Work required
Please return every record exactly, with no pictures included.

========================

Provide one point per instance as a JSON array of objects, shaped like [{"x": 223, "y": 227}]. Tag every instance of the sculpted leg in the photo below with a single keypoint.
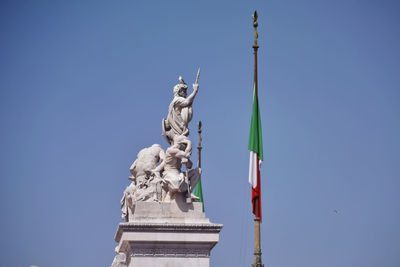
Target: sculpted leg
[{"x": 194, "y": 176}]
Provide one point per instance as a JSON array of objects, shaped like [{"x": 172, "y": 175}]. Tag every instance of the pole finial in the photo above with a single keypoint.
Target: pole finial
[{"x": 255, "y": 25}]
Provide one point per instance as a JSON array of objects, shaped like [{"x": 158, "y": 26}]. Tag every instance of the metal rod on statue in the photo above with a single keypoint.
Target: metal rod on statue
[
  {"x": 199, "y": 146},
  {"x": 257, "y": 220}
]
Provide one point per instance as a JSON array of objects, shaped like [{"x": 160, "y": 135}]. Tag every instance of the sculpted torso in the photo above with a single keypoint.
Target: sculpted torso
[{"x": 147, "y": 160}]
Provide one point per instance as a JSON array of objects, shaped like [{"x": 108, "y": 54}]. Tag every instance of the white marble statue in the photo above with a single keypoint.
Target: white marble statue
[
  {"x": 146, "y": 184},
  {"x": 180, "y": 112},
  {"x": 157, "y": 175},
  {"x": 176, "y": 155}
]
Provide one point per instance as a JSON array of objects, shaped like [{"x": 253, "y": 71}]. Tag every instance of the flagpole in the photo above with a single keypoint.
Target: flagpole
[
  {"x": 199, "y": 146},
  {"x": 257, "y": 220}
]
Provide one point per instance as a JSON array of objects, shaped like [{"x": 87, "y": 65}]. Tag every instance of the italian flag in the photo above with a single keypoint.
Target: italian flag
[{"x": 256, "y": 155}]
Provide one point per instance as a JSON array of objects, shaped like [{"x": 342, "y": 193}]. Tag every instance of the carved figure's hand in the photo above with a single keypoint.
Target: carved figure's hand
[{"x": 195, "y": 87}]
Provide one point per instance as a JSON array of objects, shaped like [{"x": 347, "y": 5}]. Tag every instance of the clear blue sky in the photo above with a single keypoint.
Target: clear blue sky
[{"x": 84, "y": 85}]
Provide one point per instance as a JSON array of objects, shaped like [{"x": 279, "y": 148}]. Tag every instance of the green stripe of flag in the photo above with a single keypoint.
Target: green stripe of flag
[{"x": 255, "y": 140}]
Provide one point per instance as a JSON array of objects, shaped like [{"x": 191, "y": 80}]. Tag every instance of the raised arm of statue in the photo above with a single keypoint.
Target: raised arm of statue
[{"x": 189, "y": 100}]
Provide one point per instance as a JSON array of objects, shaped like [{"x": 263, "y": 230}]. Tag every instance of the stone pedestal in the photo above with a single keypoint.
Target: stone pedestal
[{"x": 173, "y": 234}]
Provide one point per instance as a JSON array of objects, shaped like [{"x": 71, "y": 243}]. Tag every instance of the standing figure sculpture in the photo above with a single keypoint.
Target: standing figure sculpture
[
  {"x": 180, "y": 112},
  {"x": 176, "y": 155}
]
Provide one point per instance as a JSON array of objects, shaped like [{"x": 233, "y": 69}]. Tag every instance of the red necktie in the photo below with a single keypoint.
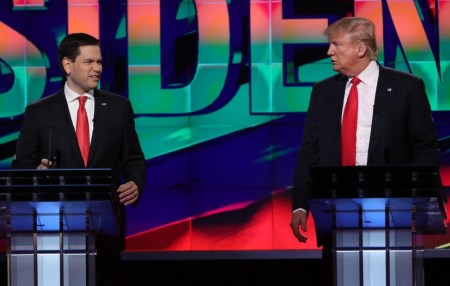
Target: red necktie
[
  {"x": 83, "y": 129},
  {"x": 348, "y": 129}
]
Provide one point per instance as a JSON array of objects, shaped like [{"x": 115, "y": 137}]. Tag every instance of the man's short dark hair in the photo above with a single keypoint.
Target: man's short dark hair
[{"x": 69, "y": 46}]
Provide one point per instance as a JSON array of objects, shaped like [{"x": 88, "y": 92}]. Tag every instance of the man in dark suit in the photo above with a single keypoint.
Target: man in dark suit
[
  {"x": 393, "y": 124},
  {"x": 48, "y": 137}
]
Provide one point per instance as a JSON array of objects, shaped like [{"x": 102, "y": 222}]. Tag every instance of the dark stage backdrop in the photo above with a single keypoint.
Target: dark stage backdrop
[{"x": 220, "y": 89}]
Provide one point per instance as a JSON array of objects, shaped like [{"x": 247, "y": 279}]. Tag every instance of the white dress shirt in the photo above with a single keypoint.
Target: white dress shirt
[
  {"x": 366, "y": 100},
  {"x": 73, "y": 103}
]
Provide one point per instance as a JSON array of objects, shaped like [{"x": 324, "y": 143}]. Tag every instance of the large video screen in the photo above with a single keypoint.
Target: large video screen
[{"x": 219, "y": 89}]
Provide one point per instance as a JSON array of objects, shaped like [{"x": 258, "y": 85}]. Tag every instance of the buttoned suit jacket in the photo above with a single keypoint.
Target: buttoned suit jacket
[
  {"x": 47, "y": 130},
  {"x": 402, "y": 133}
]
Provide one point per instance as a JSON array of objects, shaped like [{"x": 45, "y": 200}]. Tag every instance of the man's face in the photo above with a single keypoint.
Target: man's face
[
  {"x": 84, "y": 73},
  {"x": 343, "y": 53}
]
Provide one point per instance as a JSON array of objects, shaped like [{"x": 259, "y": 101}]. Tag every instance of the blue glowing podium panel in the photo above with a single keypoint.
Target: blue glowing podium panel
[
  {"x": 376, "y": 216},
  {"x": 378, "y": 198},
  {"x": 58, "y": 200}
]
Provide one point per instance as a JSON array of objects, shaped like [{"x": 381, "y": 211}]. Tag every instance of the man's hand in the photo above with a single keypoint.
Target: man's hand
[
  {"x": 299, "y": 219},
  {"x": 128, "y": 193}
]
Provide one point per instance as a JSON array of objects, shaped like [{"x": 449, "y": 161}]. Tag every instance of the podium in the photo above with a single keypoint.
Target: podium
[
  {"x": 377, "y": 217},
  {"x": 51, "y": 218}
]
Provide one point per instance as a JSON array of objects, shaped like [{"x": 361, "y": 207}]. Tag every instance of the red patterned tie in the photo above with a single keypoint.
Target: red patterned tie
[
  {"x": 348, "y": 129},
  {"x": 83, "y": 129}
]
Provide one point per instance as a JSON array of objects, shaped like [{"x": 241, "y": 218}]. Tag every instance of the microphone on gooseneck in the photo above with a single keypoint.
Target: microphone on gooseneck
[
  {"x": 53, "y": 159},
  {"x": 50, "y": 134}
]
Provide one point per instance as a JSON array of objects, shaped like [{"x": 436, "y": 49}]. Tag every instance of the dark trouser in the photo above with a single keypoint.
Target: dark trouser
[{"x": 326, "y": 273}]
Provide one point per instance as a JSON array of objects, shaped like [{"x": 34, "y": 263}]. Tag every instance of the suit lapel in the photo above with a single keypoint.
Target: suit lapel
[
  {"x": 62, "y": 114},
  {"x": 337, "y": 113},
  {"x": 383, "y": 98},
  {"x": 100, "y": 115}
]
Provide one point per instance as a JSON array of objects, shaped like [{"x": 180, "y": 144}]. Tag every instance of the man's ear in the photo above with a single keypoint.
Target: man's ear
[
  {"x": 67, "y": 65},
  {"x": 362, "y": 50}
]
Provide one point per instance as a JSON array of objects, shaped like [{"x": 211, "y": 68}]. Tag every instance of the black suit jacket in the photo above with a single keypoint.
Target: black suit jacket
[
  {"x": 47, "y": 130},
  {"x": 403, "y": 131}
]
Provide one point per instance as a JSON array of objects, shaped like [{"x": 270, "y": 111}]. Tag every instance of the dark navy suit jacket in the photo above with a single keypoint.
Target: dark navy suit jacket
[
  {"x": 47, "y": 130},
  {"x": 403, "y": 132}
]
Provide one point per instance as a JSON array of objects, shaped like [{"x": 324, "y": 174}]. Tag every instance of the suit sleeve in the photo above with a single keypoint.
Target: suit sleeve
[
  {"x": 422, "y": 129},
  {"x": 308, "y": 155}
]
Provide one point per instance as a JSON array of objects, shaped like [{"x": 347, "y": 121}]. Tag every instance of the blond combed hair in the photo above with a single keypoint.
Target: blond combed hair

========================

Your solution
Provide one point per instance as a JSON array of objects, shaped like [{"x": 223, "y": 227}]. Tag every instance of the sculpted leg in the photo below with a single keypoint.
Target: sculpted leg
[{"x": 194, "y": 176}]
Provide one point per instance as a JSON array of objects, shaped like [{"x": 172, "y": 175}]. Tag every instance of the pole finial in the photo above with a single keypoint.
Target: pole finial
[{"x": 255, "y": 25}]
Provide one point per instance as a JSON array of objects, shaped like [{"x": 158, "y": 26}]. Tag every instance of the metal rod on statue in the photo above with a single keypoint.
Target: metal rod on statue
[
  {"x": 199, "y": 146},
  {"x": 257, "y": 220}
]
Provide one point per instance as a JSON array of objects, shaped like [{"x": 160, "y": 135}]. Tag every instance of the sculpted torso in the photo above with a single keypoint.
Target: sculpted torso
[{"x": 147, "y": 160}]
Provide one point per instance as a JSON array of objects, shaped like [{"x": 108, "y": 54}]. Tag every instance of the white marble statue in the photo above with a single keypoint.
Target: white marble statue
[
  {"x": 146, "y": 184},
  {"x": 180, "y": 112},
  {"x": 157, "y": 175},
  {"x": 176, "y": 155}
]
Provide one point per instance as a JSON array of objects, shaped like [{"x": 253, "y": 71}]. Tag every instance of the flagpole in the photo above with a single keypoint.
Target: flagpole
[
  {"x": 199, "y": 146},
  {"x": 257, "y": 220}
]
Provide one point per instance as a JSON array of objects, shaped like [{"x": 87, "y": 65}]. Tag every instance of the italian flag in the photo above with a single keypoint.
Target: italian flag
[{"x": 256, "y": 155}]
Provide one point per instance as a JSON array of objects, shaped like [{"x": 342, "y": 193}]. Tag every instance of the carved figure's hand in the photo above with a single keypoint.
Target: carved figure's hand
[{"x": 195, "y": 87}]
Provide one point per instance as a JSON array of objects, shaped like [{"x": 347, "y": 5}]. Tag every instance of the clear blue sky in the photo above with a single keypoint.
Target: clear blue sky
[{"x": 84, "y": 85}]
Provide one point per instance as a JSON array of objects, shaped like [{"x": 279, "y": 148}]. Tag every instance of the green stripe of flag in the photo above with a single keypoint.
Target: green stripe of flag
[{"x": 255, "y": 140}]
Provide one point per instance as a JSON array of objects, shaped like [{"x": 191, "y": 80}]. Tag every instance of the raised arm of statue in the photo above with a single keypoint.
Target: raised arm of statue
[{"x": 189, "y": 100}]
Provide one point per instance as a JSON array of objects, shaped like [{"x": 263, "y": 230}]. Tag every instance of the stone pedestal in the photo above with a single keypoint.
Target: stone pedestal
[{"x": 173, "y": 234}]
Provide one point per instance as a JSON array of objects, shaped like [{"x": 71, "y": 243}]. Tag every instance of the standing figure sculpture in the photo above with a single keypoint.
Target: standing figure sculpture
[
  {"x": 180, "y": 112},
  {"x": 176, "y": 155}
]
Provide one point per instance as a JSON array of objects, shaped like [{"x": 233, "y": 69}]. Tag every instance of the red necktie in the photo below with a single keypoint.
Target: red necktie
[
  {"x": 83, "y": 129},
  {"x": 348, "y": 129}
]
Provide one point per instance as a JSON array of objects, shaped like [{"x": 115, "y": 137}]. Tag every instance of the man's short dark hair in the photo above with a single keypoint.
Target: man's short dark hair
[{"x": 69, "y": 46}]
Provide one point per instance as a JSON array of objects, shaped like [{"x": 88, "y": 92}]. Tag every instance of the man in dark suit in the photo above with a single keypoint.
Target: man in dark suit
[
  {"x": 393, "y": 124},
  {"x": 48, "y": 137}
]
Provide one point per instance as a JSON array of objects, shaped like [{"x": 102, "y": 222}]. Tag every instance of the dark stage backdrop in the photo above with a single keypoint.
Target: dark stage backdrop
[{"x": 220, "y": 89}]
Provide one point per instance as a JSON array of objects, shaped like [{"x": 247, "y": 279}]. Tag every instance of the white dress shirt in the photo above with a single keypoint.
Target: white dress shirt
[
  {"x": 366, "y": 100},
  {"x": 73, "y": 103}
]
Provide one point per instance as a JSON array of objects, shaped like [{"x": 324, "y": 143}]. Tag every instance of the large video screen in the photo above with a single keypoint.
Target: large video screen
[{"x": 219, "y": 89}]
Provide one point per instance as a JSON array of objects, shaped like [{"x": 258, "y": 85}]. Tag every instance of the buttoned suit jacket in the photo above with a single keypoint.
Target: buttoned suit jacket
[
  {"x": 47, "y": 130},
  {"x": 402, "y": 133}
]
Provide one point per instance as a JSON array of objects, shaped like [{"x": 45, "y": 200}]. Tag every instance of the man's face in the photo above with a single keypoint.
Target: man's face
[
  {"x": 84, "y": 73},
  {"x": 343, "y": 53}
]
Provide one point per instance as a JSON array of objects, shaped like [{"x": 259, "y": 101}]. Tag every instance of the blue glowing podium panel in the photo above with a single keypoint.
Target: blue glowing podium panel
[
  {"x": 376, "y": 216},
  {"x": 378, "y": 198},
  {"x": 58, "y": 200}
]
Provide one point per instance as a JSON array of objects, shaped like [{"x": 381, "y": 211}]. Tag every instance of the man's hand in the photo above with a single keypoint.
Target: man's hand
[
  {"x": 299, "y": 219},
  {"x": 128, "y": 193}
]
Provide one point per instance as a JSON array of objects, shaped like [{"x": 449, "y": 161}]. Tag every instance of the podium in the photo above with a single keypoint.
Target: podium
[
  {"x": 377, "y": 217},
  {"x": 51, "y": 218}
]
Provide one point per instance as a JSON array of objects, shaped like [{"x": 361, "y": 207}]. Tag every instance of the red patterned tie in the photo above with a single keypoint.
Target: red patterned tie
[
  {"x": 348, "y": 129},
  {"x": 83, "y": 129}
]
Provide one point per instance as a JSON array of objects, shaped like [{"x": 241, "y": 218}]. Tag every instance of the microphone on gooseneck in the photo above with a single keypoint.
Target: microphone on gooseneck
[
  {"x": 53, "y": 159},
  {"x": 50, "y": 134}
]
Provide one point per instance as a JSON array of objects, shaped like [{"x": 436, "y": 49}]. Tag every instance of the dark trouser in the photo above with a single keypoint.
Target: dark trouser
[{"x": 326, "y": 273}]
Provide one point per instance as a JSON array of objects, shaped like [{"x": 34, "y": 263}]. Tag every instance of the suit lapel in the photo above with a single keypoint.
Target: suit lapel
[
  {"x": 62, "y": 114},
  {"x": 337, "y": 113},
  {"x": 383, "y": 98},
  {"x": 100, "y": 115}
]
Provide one point per instance as a JSON array of objects, shaped like [{"x": 180, "y": 144}]. Tag every instance of the man's ear in the photo above with a single keypoint.
Target: man's ear
[
  {"x": 67, "y": 65},
  {"x": 362, "y": 50}
]
Provide one point per instance as a JSON array of objects, shaped like [{"x": 211, "y": 68}]. Tag every instance of the black suit jacket in the photo above with a single keypoint.
Target: black suit jacket
[
  {"x": 47, "y": 130},
  {"x": 403, "y": 131}
]
Provide one point per instance as a JSON array of objects, shaped like [{"x": 270, "y": 111}]. Tag every instance of the dark navy suit jacket in the photo above with a single keypoint.
Target: dark navy suit jacket
[
  {"x": 47, "y": 130},
  {"x": 403, "y": 132}
]
Provide one point per instance as a JSON array of objects, shaped like [{"x": 324, "y": 174}]. Tag every instance of the suit sleeve in the photo above with a single keypoint.
Target: suit sleeve
[
  {"x": 422, "y": 129},
  {"x": 308, "y": 155}
]
Provide one point per instance as a JSON array of objects, shaped like [{"x": 347, "y": 121}]. Tag every instance of the blond combed hair in the photo above with a single keypoint.
Target: blond combed hair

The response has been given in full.